### Challenge
Can you repeat, word for word, the post below about North Carolina's kokanee salmon records?

### Selected extract
Tonight finds me in Cookeville, Tennessee which is also known as the land of the spotty internet connection. I did however manage to find just enough bandwidth here at the Hampton Inn to let you know that the North Carolina Kokanee Salmon record was broken two times in one day. Yes you read that correctly, North Carolina Salmon.
RALEIGH, N.C. (Aug. 13, 2007) – It was a hot weekend for kokanee salmon fishing — literally and figuratively — as two state records for the small salmon were broken within a day of each other.
Mark Swann of Black Mountain reeled in his 2.48-pound record breaker on Aug. 3 while fishing Nantahala Lake. The next day, Levi Towery of Forest City brought in a salmon from Nantahala that topped Swann’s by a mere two-tenths of a pound.
Levi, 9, caught his 2.68-pounder, which measured 18.4 inches in length, using a Browning rod, with a 6500C Ambassador reel and a Doctor Spoon lure.
Levi, who was fishing with his grandfather Roy Toms, also of Forest City, says he expected to catch a record breaker. He has been fishing for salmon with his grandfather for the last three years and everything he knows about catching the silvery fish, he learned from him.

### Dataset records

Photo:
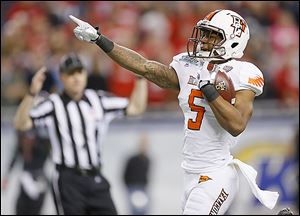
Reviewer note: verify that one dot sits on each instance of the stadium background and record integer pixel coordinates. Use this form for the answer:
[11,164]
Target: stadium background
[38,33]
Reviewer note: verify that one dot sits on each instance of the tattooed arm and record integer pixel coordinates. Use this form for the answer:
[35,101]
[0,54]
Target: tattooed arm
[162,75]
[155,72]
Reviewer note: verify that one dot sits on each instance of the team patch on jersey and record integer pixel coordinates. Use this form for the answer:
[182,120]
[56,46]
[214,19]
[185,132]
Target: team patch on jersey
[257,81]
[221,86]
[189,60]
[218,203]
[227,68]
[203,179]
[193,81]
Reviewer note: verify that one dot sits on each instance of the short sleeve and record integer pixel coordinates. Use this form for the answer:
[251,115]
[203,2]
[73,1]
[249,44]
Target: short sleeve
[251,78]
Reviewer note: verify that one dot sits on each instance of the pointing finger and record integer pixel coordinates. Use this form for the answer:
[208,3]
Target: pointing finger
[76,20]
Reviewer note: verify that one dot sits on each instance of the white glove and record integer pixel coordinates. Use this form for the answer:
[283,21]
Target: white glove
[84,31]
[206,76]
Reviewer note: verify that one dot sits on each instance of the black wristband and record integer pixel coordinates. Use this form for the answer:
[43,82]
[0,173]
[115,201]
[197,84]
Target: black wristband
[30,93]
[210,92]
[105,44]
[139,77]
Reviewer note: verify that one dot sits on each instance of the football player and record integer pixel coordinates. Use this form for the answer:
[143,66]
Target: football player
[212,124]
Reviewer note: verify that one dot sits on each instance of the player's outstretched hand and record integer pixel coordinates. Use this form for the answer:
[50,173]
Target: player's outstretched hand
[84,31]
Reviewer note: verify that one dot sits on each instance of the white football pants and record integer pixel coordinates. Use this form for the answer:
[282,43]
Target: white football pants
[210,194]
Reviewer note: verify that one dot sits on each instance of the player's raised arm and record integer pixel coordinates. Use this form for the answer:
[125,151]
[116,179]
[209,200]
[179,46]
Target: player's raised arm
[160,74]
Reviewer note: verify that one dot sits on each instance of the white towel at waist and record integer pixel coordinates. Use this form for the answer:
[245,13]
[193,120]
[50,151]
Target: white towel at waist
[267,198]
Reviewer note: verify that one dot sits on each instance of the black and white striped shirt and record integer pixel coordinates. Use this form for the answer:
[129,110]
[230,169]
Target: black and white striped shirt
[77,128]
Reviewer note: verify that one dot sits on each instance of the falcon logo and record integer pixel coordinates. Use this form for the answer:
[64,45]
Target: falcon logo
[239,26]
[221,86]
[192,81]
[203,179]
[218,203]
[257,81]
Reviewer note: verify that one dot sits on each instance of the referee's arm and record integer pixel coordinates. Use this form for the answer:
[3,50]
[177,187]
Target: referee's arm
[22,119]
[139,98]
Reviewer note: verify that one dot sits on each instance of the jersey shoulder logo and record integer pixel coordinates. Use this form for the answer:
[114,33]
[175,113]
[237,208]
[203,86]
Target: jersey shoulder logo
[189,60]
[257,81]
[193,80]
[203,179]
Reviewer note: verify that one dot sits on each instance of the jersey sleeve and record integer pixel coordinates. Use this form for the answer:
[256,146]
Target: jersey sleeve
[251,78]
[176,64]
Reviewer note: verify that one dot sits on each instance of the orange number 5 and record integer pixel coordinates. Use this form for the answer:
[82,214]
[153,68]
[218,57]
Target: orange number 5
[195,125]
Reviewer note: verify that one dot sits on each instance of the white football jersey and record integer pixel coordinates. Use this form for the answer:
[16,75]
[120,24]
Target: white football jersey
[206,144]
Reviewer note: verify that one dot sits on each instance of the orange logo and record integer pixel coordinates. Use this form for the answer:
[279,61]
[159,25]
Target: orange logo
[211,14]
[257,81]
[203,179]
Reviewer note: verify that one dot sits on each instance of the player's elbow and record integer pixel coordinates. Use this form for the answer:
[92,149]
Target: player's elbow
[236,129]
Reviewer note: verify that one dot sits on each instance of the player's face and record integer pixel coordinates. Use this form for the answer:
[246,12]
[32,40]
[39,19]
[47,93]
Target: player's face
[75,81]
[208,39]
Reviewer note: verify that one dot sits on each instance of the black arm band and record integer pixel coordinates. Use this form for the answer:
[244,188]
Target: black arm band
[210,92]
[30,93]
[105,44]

### The response
Tonight finds me in Cookeville, Tennessee which is also known as the land of the spotty internet connection. I did however manage to find just enough bandwidth here at the Hampton Inn to let you know that the North Carolina Kokanee Salmon record was broken two times in one day. Yes you read that correctly, North Carolina Salmon.
RALEIGH, N.C. (Aug. 13, 2007) – It was a hot weekend for kokanee salmon fishing — literally and figuratively — as two state records for the small salmon were broken within a day of each other.
Mark Swann of Black Mountain reeled in his 2.48-pound record breaker on Aug. 3 while fishing Nantahala Lake. The next day, Levi Towery of Forest City brought in a salmon from Nantahala that topped Swann’s by a mere two-tenths of a pound.
Levi, 9, caught his 2.68-pounder, which measured 18.4 inches in length, using a Browning rod, with a 6500C Ambassador reel and a Doctor Spoon lure.
Levi, who was fishing with his grandfather Roy Toms, also of Forest City, says he expected to catch a record breaker. He has been fishing for salmon with his grandfather for the last three years and everything he knows about catching the silvery fish, he learned from him.